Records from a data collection
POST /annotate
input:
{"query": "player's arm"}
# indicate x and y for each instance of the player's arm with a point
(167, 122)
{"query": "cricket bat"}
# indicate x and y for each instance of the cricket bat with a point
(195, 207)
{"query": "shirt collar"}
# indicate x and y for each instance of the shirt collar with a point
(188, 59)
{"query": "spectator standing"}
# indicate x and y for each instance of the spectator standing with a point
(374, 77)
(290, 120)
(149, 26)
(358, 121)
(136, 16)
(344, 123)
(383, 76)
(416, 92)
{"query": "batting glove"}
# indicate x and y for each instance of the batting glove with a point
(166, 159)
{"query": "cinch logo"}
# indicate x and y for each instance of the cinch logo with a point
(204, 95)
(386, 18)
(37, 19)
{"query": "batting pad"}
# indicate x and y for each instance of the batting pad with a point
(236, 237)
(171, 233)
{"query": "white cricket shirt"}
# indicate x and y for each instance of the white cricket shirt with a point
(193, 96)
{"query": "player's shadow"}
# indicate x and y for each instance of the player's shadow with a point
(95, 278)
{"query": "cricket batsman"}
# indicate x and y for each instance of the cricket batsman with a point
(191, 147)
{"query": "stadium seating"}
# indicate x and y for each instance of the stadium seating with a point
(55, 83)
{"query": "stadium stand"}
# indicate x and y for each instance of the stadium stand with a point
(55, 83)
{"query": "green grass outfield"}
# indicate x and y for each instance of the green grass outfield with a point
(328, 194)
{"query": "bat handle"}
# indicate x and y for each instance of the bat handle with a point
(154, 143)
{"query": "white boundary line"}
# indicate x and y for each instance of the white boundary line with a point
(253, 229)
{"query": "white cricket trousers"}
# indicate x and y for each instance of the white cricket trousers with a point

What to produce - Rewrite all of the items above, replacing "indicate" with "mark" wherever it occurs and leaving everything else unchanged.

Result for this task -
POST /annotate
input:
{"query": "player's arm"}
# mark x and y for each instance of the player's arm with a point
(167, 122)
{"query": "cricket bat"}
# mark x and y for each instance of the cricket bat with a point
(195, 207)
{"query": "shirt collar"}
# mark x and y for each instance of the shirt collar with a point
(188, 59)
{"query": "spectator standing"}
# mark x and y for each instance of the spectator standing with a point
(374, 77)
(290, 120)
(149, 26)
(358, 121)
(136, 16)
(344, 123)
(383, 76)
(416, 92)
{"query": "batting glove"}
# mark x and y for each instance of the batting glove with a point
(166, 159)
{"query": "cinch logo"}
# mark x and y for each instance of the cinch logo with a point
(204, 95)
(386, 18)
(37, 19)
{"query": "batting pad"}
# mark x and y for each instance of the batting pad with a point
(236, 237)
(171, 233)
{"query": "white cricket shirt"}
# mark x and y for each instance of the white cricket shirt with a point
(193, 96)
{"query": "player's shadow"}
# mark x and y for each instance of the player's shadow with a point
(95, 278)
{"query": "cricket batsman"}
# mark x and y for each instance of the cricket batsman with a point
(191, 147)
{"query": "stadium seating"}
# mark x and y for each instance of the stadium seating with a point
(55, 83)
{"query": "stadium stand"}
# mark x and y for each instance of the stadium stand with a point
(55, 83)
{"query": "green grass outfield"}
# mark x and y for each instance of the green grass outfield with a point
(328, 194)
{"query": "bat handle"}
# mark x and y for each instance of the bat handle with a point
(154, 143)
{"query": "white boundary line"}
# mark x and y for each instance of the white boundary line with a point
(253, 229)
{"query": "white cricket trousers"}
# mark x and y for each instance of the white cricket trousers with a point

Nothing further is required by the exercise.